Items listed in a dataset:
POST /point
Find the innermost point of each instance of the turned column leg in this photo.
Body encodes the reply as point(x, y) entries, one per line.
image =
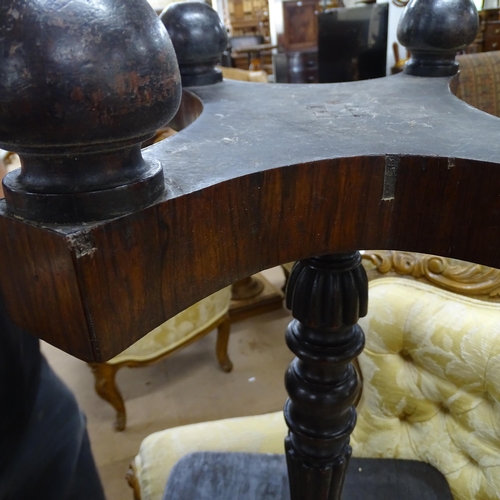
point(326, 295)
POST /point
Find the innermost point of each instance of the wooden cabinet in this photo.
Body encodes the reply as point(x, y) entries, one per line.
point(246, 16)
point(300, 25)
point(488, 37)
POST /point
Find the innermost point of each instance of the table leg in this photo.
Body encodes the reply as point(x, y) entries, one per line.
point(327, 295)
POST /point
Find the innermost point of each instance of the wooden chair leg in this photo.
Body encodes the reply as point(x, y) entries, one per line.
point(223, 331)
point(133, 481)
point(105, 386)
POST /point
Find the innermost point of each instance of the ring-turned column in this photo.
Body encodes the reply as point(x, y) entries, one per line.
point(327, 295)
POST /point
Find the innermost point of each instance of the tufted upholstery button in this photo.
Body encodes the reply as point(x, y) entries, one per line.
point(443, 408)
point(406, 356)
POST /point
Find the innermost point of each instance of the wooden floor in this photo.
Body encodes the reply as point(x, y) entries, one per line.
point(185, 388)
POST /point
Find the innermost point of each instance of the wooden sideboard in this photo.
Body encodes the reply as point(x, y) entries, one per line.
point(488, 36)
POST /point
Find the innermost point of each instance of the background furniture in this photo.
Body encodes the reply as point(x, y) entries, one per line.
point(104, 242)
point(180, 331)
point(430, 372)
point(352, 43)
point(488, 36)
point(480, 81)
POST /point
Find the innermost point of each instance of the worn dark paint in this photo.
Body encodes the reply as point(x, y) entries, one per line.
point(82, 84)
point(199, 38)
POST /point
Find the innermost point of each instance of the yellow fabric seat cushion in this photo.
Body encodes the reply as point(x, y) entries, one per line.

> [WHAT YOU HAVE TO DO]:
Please set down every record above exactly as it appears, leaving out the pictures.

> [PROBLEM SOLUTION]:
POST /point
Find the innermost point of each instance of the turned column leg in this photo.
Body encodes the reply as point(x, y) entries, one per line.
image =
point(326, 295)
POST /point
Find the innermost point of each instance of the wooden cabinet in this photo.
Body encodes the reply as point(x, y) entries, one per line.
point(246, 16)
point(300, 25)
point(488, 37)
POST /point
Find the innermost point of each instance of the table leg in this photo.
Body encodes the reply as point(x, y) entries, one per line.
point(327, 295)
POST /point
Find the innermost point of each instance of the wooden chair leg in this photo.
Body encodes the reply as point(x, y) entries, one per line.
point(223, 331)
point(133, 481)
point(105, 386)
POST /point
Find the innermost point of each instance of the ring-turned column in this photo.
Body encodes the reply as point(x, y) entries, one per line.
point(327, 295)
POST /point
Find the innermost point of each instance of the tufted upholstery button in this photo.
Body encodes the reply as point(x, y) entries, one per line.
point(443, 408)
point(406, 356)
POST /point
Find the innermost point of each instance of the wooden floor in this photo.
Body encodes the reply as point(x, y) entries, one per line.
point(185, 388)
POST /point
Find the innermost point of each instance of the wooden sideboard in this photo.
Body encodes the reply as point(x, y) entries, one per line.
point(488, 36)
POST /point
Find the innermost point of each instance of the background furniture in this photo.
Body encodes the reply as point(x, y) entries, one per line.
point(104, 242)
point(180, 331)
point(430, 372)
point(352, 43)
point(488, 36)
point(480, 81)
POST /point
Find the innermost point of each instance of the worn dark paint in this photo.
Body encodes the reply as point(x, y) entries, one per line.
point(82, 84)
point(199, 38)
POST /point
Find the innermost point of each instance of the yellow fabric seat cushion in this photo.
Body encodes the reply as point(x, y) entries, one per line.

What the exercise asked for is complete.